----- INFORMATION PROVIDED -----
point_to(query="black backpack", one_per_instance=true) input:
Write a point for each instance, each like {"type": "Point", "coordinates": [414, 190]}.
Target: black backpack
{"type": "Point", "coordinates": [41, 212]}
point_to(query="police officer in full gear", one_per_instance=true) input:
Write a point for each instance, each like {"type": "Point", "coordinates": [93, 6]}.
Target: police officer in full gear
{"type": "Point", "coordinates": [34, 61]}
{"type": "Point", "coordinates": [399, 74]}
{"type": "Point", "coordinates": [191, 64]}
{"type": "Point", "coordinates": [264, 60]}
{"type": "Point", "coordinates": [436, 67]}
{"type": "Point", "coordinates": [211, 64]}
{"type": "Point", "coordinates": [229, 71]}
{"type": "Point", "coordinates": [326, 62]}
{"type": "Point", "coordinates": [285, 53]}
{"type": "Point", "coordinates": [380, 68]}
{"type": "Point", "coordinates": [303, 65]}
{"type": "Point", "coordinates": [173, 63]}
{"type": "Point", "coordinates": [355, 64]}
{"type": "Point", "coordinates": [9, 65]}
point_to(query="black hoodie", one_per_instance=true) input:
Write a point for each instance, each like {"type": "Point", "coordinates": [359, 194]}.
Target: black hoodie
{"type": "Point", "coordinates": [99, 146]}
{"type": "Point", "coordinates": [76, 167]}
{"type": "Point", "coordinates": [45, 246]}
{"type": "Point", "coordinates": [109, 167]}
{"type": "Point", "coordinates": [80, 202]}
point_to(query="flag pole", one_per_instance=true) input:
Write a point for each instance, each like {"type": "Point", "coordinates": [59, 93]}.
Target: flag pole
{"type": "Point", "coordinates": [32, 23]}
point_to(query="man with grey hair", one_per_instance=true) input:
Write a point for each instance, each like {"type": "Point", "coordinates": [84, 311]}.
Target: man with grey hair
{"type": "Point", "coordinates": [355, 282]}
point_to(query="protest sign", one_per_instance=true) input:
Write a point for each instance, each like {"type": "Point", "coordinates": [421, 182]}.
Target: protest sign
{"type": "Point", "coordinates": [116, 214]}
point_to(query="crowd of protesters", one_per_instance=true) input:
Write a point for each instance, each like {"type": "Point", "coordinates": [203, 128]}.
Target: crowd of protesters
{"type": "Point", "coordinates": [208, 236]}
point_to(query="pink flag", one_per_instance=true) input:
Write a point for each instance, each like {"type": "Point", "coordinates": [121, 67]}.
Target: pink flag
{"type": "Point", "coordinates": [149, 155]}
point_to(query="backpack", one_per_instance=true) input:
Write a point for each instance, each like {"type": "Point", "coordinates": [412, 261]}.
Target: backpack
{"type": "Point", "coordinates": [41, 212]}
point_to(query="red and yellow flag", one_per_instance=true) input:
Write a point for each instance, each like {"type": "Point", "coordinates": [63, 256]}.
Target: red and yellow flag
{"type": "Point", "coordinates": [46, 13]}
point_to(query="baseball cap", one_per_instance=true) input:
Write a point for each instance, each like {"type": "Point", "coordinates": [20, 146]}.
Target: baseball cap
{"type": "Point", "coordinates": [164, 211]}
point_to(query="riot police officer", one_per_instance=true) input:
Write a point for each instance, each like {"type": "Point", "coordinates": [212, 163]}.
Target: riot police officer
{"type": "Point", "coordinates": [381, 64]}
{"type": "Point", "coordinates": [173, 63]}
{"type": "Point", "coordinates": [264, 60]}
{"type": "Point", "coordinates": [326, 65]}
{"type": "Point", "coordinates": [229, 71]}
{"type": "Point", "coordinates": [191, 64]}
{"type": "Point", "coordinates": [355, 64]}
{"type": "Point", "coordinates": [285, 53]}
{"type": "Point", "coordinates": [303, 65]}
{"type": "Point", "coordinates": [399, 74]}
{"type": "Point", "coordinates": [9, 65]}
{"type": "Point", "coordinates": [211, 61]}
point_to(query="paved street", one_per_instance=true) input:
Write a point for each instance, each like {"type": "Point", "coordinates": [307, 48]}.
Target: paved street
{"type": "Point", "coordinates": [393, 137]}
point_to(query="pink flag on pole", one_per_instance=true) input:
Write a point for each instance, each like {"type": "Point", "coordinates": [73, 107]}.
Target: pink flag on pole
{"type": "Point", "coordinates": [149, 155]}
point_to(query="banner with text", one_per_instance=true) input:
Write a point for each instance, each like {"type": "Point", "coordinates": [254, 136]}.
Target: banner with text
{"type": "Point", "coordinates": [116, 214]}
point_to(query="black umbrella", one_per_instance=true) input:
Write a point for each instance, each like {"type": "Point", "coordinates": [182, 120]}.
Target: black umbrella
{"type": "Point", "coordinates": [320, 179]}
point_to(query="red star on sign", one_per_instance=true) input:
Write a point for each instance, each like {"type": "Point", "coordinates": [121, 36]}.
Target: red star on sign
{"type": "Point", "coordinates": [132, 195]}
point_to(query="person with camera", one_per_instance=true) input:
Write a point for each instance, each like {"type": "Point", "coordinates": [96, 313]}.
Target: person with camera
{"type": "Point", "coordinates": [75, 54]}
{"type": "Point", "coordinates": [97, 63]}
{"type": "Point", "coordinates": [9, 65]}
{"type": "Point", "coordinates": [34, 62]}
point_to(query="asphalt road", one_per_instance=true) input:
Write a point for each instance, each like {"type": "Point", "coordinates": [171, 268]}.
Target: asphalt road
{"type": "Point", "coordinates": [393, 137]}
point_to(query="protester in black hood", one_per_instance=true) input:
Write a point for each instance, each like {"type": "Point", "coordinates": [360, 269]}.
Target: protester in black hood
-----
- **AIM OF THE TASK**:
After the last line of the data, restate all the entries verbatim.

- **RESULT**:
point_to(query="black backpack", one_per_instance=true) input:
Write a point for each instance, each like {"type": "Point", "coordinates": [414, 190]}.
Target: black backpack
{"type": "Point", "coordinates": [41, 212]}
point_to(query="police officer in full gear", one_per_instance=true) input:
Write a point for each instance, each like {"type": "Point", "coordinates": [93, 6]}.
Target: police officer in full gear
{"type": "Point", "coordinates": [34, 61]}
{"type": "Point", "coordinates": [399, 74]}
{"type": "Point", "coordinates": [191, 64]}
{"type": "Point", "coordinates": [264, 60]}
{"type": "Point", "coordinates": [436, 67]}
{"type": "Point", "coordinates": [211, 64]}
{"type": "Point", "coordinates": [229, 71]}
{"type": "Point", "coordinates": [326, 62]}
{"type": "Point", "coordinates": [285, 53]}
{"type": "Point", "coordinates": [380, 68]}
{"type": "Point", "coordinates": [303, 65]}
{"type": "Point", "coordinates": [173, 63]}
{"type": "Point", "coordinates": [355, 64]}
{"type": "Point", "coordinates": [9, 65]}
point_to(query="black hoodie", one_per_instance=true) input:
Write a point for each instance, each like {"type": "Point", "coordinates": [359, 194]}.
Target: black hoodie
{"type": "Point", "coordinates": [99, 146]}
{"type": "Point", "coordinates": [76, 167]}
{"type": "Point", "coordinates": [45, 246]}
{"type": "Point", "coordinates": [109, 167]}
{"type": "Point", "coordinates": [80, 202]}
point_to(query="flag pole", one_per_instance=true) input:
Write a point for each instance, each like {"type": "Point", "coordinates": [59, 93]}.
Target: flag pole
{"type": "Point", "coordinates": [32, 23]}
point_to(query="man with grey hair", one_per_instance=true) input:
Write a point for each instance, each like {"type": "Point", "coordinates": [84, 311]}.
Target: man with grey hair
{"type": "Point", "coordinates": [355, 282]}
point_to(query="protest sign", one_per_instance=true) input:
Write a point for each instance, each like {"type": "Point", "coordinates": [421, 182]}.
Target: protest sign
{"type": "Point", "coordinates": [116, 214]}
point_to(query="crowd of protesters", one_per_instance=true) input:
Write a point for each instance, each like {"type": "Point", "coordinates": [203, 128]}.
Target: crowd of protesters
{"type": "Point", "coordinates": [208, 236]}
point_to(query="pink flag", one_per_instance=true) input:
Write a point for each instance, each like {"type": "Point", "coordinates": [121, 67]}.
Target: pink flag
{"type": "Point", "coordinates": [149, 155]}
point_to(query="backpack", one_per_instance=true) input:
Write a point for each instance, each like {"type": "Point", "coordinates": [412, 261]}.
Target: backpack
{"type": "Point", "coordinates": [41, 212]}
point_to(query="red and yellow flag", one_per_instance=true) input:
Write a point for each instance, each like {"type": "Point", "coordinates": [63, 256]}.
Target: red and yellow flag
{"type": "Point", "coordinates": [46, 13]}
point_to(query="baseball cap", one_per_instance=true) input:
Write a point for each instance, each like {"type": "Point", "coordinates": [20, 146]}.
Target: baseball cap
{"type": "Point", "coordinates": [164, 211]}
point_to(query="riot police officer", one_per_instance=true) input:
Write a point for each instance, each like {"type": "Point", "coordinates": [212, 163]}.
Target: riot police officer
{"type": "Point", "coordinates": [381, 64]}
{"type": "Point", "coordinates": [173, 63]}
{"type": "Point", "coordinates": [264, 60]}
{"type": "Point", "coordinates": [326, 65]}
{"type": "Point", "coordinates": [229, 71]}
{"type": "Point", "coordinates": [191, 64]}
{"type": "Point", "coordinates": [355, 64]}
{"type": "Point", "coordinates": [285, 53]}
{"type": "Point", "coordinates": [303, 65]}
{"type": "Point", "coordinates": [399, 74]}
{"type": "Point", "coordinates": [9, 65]}
{"type": "Point", "coordinates": [211, 61]}
point_to(query="paved street", one_per_instance=true) input:
Write a point for each instance, each like {"type": "Point", "coordinates": [307, 48]}.
Target: paved street
{"type": "Point", "coordinates": [393, 137]}
point_to(query="pink flag on pole", one_per_instance=true) input:
Write a point for each instance, each like {"type": "Point", "coordinates": [73, 107]}.
Target: pink flag on pole
{"type": "Point", "coordinates": [149, 155]}
point_to(query="banner with text", one_per_instance=true) input:
Write a point for each instance, each like {"type": "Point", "coordinates": [254, 136]}.
Target: banner with text
{"type": "Point", "coordinates": [116, 214]}
point_to(query="black umbrella", one_per_instance=true) input:
Write a point for each instance, each like {"type": "Point", "coordinates": [182, 120]}.
Target: black umbrella
{"type": "Point", "coordinates": [320, 179]}
point_to(query="red star on sign", one_per_instance=true) input:
Write a point for each instance, each like {"type": "Point", "coordinates": [121, 36]}.
Target: red star on sign
{"type": "Point", "coordinates": [132, 195]}
point_to(query="person with camera", one_per_instance=true) input:
Write a point for each instance, each like {"type": "Point", "coordinates": [96, 313]}.
Target: person with camera
{"type": "Point", "coordinates": [75, 54]}
{"type": "Point", "coordinates": [97, 63]}
{"type": "Point", "coordinates": [9, 65]}
{"type": "Point", "coordinates": [34, 62]}
point_to(query="asphalt road", one_per_instance=true) input:
Write a point for each instance, each like {"type": "Point", "coordinates": [171, 268]}.
Target: asphalt road
{"type": "Point", "coordinates": [393, 137]}
point_to(query="protester in black hood", one_per_instance=true) input:
Write a point for each instance, each like {"type": "Point", "coordinates": [360, 269]}.
Target: protester in black hood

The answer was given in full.